→ What is needed
Each line of the records below that holds "person" should be returned.

[Dataset excerpts — start]

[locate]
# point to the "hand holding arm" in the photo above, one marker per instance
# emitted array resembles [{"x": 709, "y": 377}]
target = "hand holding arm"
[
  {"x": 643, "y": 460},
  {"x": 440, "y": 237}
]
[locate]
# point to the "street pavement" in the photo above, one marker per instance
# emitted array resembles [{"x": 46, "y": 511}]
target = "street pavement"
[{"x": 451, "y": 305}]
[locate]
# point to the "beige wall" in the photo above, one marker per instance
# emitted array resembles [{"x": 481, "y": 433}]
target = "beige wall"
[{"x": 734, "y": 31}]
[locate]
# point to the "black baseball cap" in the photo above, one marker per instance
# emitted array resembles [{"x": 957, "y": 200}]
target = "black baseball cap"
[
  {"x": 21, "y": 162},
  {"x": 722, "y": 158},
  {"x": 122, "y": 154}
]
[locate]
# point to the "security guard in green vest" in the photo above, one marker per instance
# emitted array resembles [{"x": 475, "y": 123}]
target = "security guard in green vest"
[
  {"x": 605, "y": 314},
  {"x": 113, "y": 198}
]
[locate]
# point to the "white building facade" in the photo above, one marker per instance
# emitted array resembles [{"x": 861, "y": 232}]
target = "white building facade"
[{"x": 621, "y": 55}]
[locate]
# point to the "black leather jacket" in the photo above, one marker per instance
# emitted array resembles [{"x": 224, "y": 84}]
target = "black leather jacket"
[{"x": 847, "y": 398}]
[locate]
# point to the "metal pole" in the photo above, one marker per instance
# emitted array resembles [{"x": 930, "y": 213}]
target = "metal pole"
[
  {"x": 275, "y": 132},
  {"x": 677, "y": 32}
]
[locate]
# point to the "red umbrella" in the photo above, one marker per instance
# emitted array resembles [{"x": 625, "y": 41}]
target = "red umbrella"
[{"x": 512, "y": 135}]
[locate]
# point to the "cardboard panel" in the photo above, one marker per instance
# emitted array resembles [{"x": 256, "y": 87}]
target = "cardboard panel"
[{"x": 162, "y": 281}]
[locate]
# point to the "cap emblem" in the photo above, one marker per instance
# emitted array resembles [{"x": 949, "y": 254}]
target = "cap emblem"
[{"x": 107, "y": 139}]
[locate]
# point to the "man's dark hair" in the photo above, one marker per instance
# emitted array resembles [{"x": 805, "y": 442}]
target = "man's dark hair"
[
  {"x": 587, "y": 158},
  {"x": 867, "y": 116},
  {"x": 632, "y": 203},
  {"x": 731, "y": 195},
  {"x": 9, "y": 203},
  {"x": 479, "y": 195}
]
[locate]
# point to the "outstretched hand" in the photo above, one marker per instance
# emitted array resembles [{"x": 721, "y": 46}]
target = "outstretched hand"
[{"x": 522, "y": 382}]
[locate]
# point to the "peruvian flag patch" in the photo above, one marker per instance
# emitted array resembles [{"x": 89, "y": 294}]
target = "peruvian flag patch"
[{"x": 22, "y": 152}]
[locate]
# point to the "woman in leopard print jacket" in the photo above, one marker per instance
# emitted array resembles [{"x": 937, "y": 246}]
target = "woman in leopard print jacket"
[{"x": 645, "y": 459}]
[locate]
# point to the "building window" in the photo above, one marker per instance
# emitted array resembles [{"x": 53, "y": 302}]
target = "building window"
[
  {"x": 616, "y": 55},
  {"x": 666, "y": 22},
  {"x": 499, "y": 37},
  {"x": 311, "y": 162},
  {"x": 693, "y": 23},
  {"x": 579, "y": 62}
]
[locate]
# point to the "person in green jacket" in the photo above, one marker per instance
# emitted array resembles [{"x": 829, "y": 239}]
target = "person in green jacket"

[Dataset excerpts — finish]

→ Finished exercise
# point to the "person in green jacket" in the photo above, one marker per instance
target = "person in green jacket"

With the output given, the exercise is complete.